Brief
Count the lines in the entries below that contain the string "coffee". Reply with that number alone.

━━━━━ Excerpted records

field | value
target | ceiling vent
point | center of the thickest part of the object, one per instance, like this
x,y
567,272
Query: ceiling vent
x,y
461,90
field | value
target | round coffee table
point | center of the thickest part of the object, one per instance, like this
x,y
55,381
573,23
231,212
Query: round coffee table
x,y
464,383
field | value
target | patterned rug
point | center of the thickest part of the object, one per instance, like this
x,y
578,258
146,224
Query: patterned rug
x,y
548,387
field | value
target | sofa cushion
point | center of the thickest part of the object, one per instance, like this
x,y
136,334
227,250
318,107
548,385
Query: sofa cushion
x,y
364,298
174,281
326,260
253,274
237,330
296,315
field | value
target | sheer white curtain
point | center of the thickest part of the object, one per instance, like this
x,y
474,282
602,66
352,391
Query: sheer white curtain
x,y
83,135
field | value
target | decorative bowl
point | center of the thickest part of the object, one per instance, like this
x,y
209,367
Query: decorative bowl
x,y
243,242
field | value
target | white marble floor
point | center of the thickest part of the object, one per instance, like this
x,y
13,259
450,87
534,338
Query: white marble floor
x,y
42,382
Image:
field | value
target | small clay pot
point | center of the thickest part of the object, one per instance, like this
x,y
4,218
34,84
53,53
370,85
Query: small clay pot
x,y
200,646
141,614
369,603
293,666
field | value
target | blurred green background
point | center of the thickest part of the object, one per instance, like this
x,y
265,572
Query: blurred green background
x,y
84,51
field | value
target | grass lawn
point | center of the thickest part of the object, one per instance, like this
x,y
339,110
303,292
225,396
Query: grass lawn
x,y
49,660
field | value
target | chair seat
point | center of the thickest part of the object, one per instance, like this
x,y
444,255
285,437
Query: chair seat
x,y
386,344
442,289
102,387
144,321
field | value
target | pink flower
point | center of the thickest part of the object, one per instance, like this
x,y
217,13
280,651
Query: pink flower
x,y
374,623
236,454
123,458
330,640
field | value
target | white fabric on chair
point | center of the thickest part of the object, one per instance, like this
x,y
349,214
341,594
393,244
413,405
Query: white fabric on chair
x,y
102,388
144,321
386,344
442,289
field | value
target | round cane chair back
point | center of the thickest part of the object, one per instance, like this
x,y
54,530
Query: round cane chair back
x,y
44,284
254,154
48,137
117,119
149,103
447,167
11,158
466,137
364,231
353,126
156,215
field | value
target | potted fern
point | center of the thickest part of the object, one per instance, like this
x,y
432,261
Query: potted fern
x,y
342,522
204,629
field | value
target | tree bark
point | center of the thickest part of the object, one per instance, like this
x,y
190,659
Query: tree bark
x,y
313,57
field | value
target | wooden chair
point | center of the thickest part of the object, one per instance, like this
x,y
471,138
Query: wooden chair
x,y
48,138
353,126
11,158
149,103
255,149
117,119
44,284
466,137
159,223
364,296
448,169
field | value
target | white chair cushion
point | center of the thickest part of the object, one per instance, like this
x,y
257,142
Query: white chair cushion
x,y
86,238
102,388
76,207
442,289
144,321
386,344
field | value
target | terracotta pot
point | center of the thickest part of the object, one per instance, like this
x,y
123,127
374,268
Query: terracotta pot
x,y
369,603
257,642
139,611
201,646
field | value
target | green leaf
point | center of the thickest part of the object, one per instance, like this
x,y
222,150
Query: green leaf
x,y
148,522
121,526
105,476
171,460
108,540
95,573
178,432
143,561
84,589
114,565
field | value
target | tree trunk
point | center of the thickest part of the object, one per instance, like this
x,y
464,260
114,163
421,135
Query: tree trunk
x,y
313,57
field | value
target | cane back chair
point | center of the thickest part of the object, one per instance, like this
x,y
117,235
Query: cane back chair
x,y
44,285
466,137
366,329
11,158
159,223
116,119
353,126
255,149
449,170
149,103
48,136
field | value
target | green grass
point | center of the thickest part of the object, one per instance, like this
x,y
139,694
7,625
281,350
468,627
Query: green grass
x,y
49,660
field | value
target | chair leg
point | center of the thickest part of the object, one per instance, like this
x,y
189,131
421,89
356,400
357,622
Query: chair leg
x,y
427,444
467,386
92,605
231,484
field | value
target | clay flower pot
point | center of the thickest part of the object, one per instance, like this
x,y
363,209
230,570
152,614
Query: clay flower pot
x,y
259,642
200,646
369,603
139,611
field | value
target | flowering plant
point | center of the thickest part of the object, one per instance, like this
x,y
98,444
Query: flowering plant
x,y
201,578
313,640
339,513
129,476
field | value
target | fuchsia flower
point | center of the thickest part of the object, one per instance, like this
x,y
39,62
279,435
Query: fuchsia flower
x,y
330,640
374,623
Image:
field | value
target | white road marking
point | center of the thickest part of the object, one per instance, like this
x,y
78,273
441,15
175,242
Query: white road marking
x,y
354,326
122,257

━━━━━━━━━━

Solution below
2